## [Exercise description]
Each line below is to be set down again exactly.

Point localization data
-=-=-
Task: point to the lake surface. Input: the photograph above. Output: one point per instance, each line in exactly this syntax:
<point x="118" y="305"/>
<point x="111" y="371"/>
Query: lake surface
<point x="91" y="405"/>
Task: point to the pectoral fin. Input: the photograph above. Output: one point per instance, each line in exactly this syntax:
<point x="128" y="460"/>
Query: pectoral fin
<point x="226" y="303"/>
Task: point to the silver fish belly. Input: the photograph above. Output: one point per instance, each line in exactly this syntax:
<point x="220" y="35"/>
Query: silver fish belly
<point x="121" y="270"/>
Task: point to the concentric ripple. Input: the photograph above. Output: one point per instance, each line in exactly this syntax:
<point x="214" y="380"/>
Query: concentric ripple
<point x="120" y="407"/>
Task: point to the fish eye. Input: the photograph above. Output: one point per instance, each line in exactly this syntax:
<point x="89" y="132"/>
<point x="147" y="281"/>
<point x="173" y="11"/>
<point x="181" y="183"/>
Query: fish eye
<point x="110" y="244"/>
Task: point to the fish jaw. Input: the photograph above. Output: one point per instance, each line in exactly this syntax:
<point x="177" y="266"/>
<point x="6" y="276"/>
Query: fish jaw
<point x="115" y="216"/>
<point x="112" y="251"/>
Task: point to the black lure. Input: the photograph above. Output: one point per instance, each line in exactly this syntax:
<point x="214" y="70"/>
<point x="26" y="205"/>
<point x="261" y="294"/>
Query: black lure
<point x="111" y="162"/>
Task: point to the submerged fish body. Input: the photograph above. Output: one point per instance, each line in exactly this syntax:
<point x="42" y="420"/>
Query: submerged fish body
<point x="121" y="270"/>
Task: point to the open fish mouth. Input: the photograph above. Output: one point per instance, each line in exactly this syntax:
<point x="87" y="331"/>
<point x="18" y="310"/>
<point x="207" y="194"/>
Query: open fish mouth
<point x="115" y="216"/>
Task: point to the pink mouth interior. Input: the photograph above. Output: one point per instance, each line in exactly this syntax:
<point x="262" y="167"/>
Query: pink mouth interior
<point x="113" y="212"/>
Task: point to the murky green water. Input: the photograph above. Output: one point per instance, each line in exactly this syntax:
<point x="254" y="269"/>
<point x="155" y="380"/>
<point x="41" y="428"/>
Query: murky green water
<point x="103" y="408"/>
-=-=-
## [Response below]
Task: point to the lake surface. Input: the photograph above. Output: one point per instance, each line in exactly this syntax:
<point x="118" y="305"/>
<point x="111" y="371"/>
Query: lake surface
<point x="91" y="405"/>
Task: point to the pectoral fin. Input: the photograph above. Output: one point per instance, each line in exactly this syntax:
<point x="128" y="460"/>
Query: pectoral fin
<point x="226" y="303"/>
Task: point to the silver fish belly. Input: the photograph above. Output: one point per instance, each line in exactly this syntax:
<point x="220" y="35"/>
Query: silver fish belly
<point x="121" y="270"/>
Task: point to the concentric ripple. Input: the photograph above. Output: one point per instance, each line in exactly this syntax:
<point x="214" y="380"/>
Query: concentric ripple
<point x="120" y="407"/>
Task: point to the fish eye. Input: the photograph above. Output: one point per instance, each line in exactly this syntax:
<point x="89" y="132"/>
<point x="147" y="281"/>
<point x="173" y="11"/>
<point x="181" y="183"/>
Query: fish eye
<point x="110" y="244"/>
Task: point to the fish jaw. Input: the photograph above. Output: one point per instance, each line in exactly this syntax:
<point x="177" y="266"/>
<point x="6" y="276"/>
Query: fish jaw
<point x="115" y="216"/>
<point x="112" y="251"/>
Task: point to the black lure. Input: the photograph above. Output: one point per instance, each line in exactly this syntax:
<point x="214" y="70"/>
<point x="26" y="205"/>
<point x="261" y="294"/>
Query: black lure
<point x="111" y="162"/>
Task: point to the submerged fish body. Input: the photograph above. Output: one point per instance, each line in exactly this syntax:
<point x="42" y="420"/>
Query: submerged fish body
<point x="121" y="270"/>
Task: point to the open fish mouth. Input: the photograph above. Output: one point per instance, each line in exactly this syntax:
<point x="87" y="331"/>
<point x="18" y="310"/>
<point x="207" y="194"/>
Query: open fish mouth
<point x="115" y="216"/>
Task: point to the pink mouth interior. Input: the photograph above. Output: one point per instance, each line in exactly this syntax:
<point x="262" y="167"/>
Query: pink mouth interior
<point x="113" y="212"/>
Task: point to the murky green water. Input: the photograph above. Output: one point per instance, each line in exactly this syntax:
<point x="254" y="269"/>
<point x="155" y="380"/>
<point x="41" y="428"/>
Query: murky green water
<point x="103" y="408"/>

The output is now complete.